*Ausgangstext*.
****************

Erhält ein Unternehmen anonyme Drohbriefe, können Leo Martin und Patrick Rottler herausfinden, wer diese verfasst hat. Die Sprachprofiler sind sogar in der Lage, durch die Analyse eines Textes Aussagen zur Persönlichkeit des Autors zu treffen.

Drohbriefe, gefälschte Testamente oder WhatsApp-Nachrichten von einem anonymen Stalker – mit diesen Texten haben Leo Martin (43) und Patrick Rottler (26) vom Institut für forensische Textanalyse München regelmäßig zu tun. Der Ex-Geheimagent Martin und der Kommunikationswissenschaftler Rottler unterstützen Unternehmen und Privatpersonen, die anonym angegriffen oder erpresst werden.

Die Sprachprofiler können anonyme Täter anhand der Sprachmuster in Texten überführen. Wie genau das funktioniert, erklären sie im Interview mit t-online.de. Außerdem berichten sie von einem Stalkingfall mit einer spannenden Wendung und verraten, woran man Lügner erkennen kann.

t-online.de: Sie analysieren Texte, um anonymen Tätern ein Gesicht zu geben, Verdächtige zu entlasten. Wie gehen Sie bei der Analyse vor?

****************

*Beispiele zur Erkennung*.
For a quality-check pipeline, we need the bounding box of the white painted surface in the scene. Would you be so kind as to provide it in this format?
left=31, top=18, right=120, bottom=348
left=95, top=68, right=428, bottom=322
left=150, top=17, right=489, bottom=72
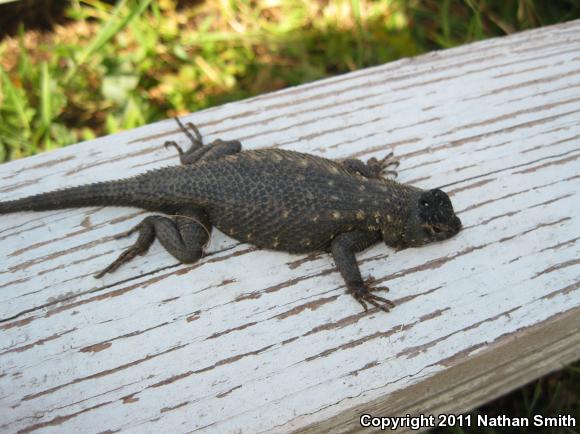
left=0, top=17, right=580, bottom=433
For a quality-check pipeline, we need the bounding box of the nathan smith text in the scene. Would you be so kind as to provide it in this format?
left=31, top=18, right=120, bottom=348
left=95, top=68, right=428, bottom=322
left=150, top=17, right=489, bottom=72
left=477, top=414, right=576, bottom=427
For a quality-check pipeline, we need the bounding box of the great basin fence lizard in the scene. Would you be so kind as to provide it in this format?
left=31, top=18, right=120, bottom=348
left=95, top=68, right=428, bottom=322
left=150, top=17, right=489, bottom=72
left=0, top=119, right=461, bottom=311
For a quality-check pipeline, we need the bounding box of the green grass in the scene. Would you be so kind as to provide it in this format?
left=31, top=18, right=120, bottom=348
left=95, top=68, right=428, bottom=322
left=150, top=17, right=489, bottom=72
left=0, top=0, right=580, bottom=161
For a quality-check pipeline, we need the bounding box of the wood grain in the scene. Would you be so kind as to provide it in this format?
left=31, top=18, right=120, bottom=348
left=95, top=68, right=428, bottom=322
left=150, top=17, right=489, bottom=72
left=0, top=21, right=580, bottom=433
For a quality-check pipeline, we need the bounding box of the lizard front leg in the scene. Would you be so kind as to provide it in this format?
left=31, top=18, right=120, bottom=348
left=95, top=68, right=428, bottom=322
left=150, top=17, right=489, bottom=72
left=331, top=232, right=395, bottom=312
left=165, top=117, right=242, bottom=165
left=95, top=208, right=211, bottom=278
left=342, top=152, right=399, bottom=179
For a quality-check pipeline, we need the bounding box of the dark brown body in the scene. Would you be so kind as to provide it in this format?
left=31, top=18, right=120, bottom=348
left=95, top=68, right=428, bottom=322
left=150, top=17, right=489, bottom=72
left=185, top=150, right=412, bottom=253
left=0, top=120, right=461, bottom=310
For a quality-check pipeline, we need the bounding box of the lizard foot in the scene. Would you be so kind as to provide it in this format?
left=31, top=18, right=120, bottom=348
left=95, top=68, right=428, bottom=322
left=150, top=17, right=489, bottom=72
left=163, top=117, right=203, bottom=157
left=94, top=220, right=155, bottom=279
left=367, top=152, right=401, bottom=179
left=352, top=286, right=395, bottom=312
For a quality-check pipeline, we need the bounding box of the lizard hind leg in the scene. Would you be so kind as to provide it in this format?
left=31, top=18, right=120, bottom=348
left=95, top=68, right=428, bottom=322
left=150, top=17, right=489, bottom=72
left=165, top=118, right=242, bottom=165
left=342, top=152, right=399, bottom=179
left=95, top=209, right=211, bottom=278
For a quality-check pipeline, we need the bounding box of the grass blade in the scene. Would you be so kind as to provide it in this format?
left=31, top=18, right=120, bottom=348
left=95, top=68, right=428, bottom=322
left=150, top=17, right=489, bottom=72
left=64, top=0, right=151, bottom=83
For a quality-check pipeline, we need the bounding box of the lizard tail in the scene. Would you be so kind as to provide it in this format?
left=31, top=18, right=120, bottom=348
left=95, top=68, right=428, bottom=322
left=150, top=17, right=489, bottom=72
left=0, top=178, right=170, bottom=214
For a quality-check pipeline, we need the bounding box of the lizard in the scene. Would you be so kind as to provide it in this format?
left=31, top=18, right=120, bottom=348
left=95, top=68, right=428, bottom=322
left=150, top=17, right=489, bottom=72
left=0, top=118, right=461, bottom=312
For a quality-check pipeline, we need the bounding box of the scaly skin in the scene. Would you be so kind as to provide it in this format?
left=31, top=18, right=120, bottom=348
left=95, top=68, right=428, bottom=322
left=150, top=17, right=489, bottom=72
left=0, top=120, right=461, bottom=311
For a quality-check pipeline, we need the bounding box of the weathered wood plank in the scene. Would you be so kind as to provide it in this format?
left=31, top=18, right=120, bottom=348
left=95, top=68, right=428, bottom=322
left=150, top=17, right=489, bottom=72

****************

Schreibe aus dem Text über die Sprachprofiler wortgetreu den Abschnitt ab, der bei "Drohbriefe, gefälschte Testamente" beginnt und bei "oder erpresst werden." endet.

Drohbriefe, gefälschte Testamente oder WhatsApp-Nachrichten von einem anonymen Stalker – mit diesen Texten haben Leo Martin (43) und Patrick Rottler (26) vom Institut für forensische Textanalyse München regelmäßig zu tun. Der Ex-Geheimagent Martin und der Kommunikationswissenschaftler Rottler unterstützen Unternehmen und Privatpersonen, die anonym angegriffen oder erpresst werden.